**Direction**
Can you repeat, word for word, everything in the data below from the line containing "the wooden fence" down to the end of the data?

**Source material**
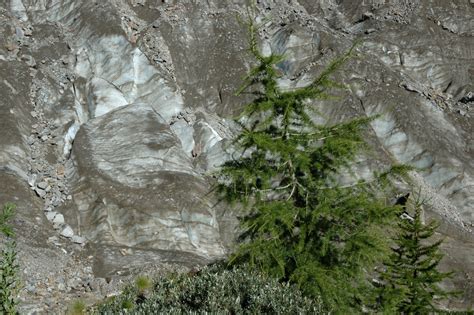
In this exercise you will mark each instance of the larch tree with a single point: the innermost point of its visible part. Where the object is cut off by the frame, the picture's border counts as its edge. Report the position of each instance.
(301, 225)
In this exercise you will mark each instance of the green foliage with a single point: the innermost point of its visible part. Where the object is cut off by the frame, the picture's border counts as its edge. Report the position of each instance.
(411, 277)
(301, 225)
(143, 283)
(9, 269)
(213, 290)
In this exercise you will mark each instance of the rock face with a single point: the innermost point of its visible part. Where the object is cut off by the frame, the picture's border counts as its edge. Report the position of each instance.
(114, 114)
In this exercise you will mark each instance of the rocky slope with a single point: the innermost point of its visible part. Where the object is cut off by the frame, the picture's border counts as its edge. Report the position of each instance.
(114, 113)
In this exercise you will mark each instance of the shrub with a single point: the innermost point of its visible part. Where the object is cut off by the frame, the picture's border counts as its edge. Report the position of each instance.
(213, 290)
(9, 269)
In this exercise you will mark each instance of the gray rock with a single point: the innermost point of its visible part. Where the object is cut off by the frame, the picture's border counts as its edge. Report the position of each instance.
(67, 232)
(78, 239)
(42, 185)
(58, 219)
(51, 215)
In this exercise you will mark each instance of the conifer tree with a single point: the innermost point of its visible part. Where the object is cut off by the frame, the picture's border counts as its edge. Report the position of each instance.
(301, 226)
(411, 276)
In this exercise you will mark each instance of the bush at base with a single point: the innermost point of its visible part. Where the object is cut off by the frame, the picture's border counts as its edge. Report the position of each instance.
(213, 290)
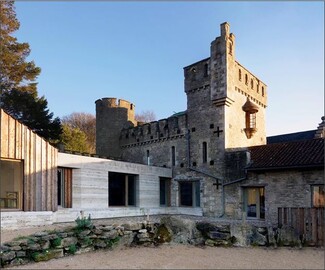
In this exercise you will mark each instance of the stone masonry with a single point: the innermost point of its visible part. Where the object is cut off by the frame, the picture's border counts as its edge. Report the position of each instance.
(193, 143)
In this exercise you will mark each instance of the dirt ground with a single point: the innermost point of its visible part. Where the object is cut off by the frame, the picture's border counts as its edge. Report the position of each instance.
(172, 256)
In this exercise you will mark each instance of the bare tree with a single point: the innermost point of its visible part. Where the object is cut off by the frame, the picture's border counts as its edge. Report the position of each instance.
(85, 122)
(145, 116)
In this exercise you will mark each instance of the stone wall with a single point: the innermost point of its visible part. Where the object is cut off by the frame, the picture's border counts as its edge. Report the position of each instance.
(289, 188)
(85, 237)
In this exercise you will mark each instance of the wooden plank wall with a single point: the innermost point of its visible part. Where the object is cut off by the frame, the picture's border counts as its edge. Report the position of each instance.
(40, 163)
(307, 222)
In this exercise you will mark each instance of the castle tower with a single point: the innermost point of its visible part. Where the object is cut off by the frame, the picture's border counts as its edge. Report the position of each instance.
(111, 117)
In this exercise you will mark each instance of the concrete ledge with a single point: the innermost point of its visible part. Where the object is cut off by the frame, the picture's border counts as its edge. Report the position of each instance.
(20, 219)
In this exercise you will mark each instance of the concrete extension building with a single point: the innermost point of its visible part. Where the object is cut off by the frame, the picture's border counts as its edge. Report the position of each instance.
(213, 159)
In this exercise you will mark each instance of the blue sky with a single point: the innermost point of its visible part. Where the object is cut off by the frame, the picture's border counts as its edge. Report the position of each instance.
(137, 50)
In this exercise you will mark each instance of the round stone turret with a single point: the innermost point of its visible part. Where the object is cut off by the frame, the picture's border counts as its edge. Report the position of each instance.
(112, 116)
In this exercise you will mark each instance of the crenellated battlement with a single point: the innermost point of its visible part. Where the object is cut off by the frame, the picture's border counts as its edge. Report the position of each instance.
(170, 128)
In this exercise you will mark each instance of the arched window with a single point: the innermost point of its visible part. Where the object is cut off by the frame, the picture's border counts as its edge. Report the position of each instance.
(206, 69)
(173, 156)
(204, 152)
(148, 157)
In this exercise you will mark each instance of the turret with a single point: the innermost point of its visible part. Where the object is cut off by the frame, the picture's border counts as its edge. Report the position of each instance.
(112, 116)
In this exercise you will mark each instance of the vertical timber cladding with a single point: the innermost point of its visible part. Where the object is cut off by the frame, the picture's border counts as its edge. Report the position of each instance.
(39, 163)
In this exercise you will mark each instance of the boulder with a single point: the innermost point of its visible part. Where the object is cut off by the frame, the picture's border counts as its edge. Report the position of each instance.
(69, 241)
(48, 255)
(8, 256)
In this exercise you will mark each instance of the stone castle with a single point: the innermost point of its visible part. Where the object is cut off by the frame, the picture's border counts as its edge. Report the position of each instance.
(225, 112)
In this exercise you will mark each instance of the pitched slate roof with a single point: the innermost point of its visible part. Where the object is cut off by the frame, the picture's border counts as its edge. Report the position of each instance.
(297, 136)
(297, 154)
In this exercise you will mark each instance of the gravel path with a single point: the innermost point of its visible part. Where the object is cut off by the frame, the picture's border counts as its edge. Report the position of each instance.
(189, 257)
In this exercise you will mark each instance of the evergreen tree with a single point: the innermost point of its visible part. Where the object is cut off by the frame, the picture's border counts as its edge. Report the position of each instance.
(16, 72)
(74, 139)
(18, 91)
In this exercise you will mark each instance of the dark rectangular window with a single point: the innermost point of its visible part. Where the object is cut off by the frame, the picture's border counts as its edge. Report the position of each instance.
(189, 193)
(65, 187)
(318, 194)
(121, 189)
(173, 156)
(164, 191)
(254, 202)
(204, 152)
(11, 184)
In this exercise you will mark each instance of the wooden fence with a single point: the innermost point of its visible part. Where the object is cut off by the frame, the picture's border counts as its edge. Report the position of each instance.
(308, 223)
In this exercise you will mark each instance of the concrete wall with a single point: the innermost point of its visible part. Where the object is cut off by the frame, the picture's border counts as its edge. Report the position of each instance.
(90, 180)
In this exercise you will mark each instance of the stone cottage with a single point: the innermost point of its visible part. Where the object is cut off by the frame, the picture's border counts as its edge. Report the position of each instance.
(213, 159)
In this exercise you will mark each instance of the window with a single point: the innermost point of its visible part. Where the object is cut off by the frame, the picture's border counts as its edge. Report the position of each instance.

**Complete output**
In this exercise you will mark each instance of the wooden fence with a single point: the innermost point of its visible part. Where the object is cut off by the frame, the picture's border counts as its edge. Report the position of each instance.
(308, 223)
In this exercise you will mark each instance of the concrete wall with a single point: the innermost point of its visible part. Where the object is cut off by the frame, the picture's border counts as its edge. Report the position of each instance.
(90, 180)
In this exercise you will mark each instance of the stone cottage with a single point: the innermost point of its visible part. Where the object is cut off by the frame, the picture's border counts as its edge. Report the position of each instance.
(213, 159)
In this exercise you will mark each instance of the window with a single point: the innermost point of its visible part. Where the object is cut off by the frame, the picture's border counts as its edge. Report the position of each instance.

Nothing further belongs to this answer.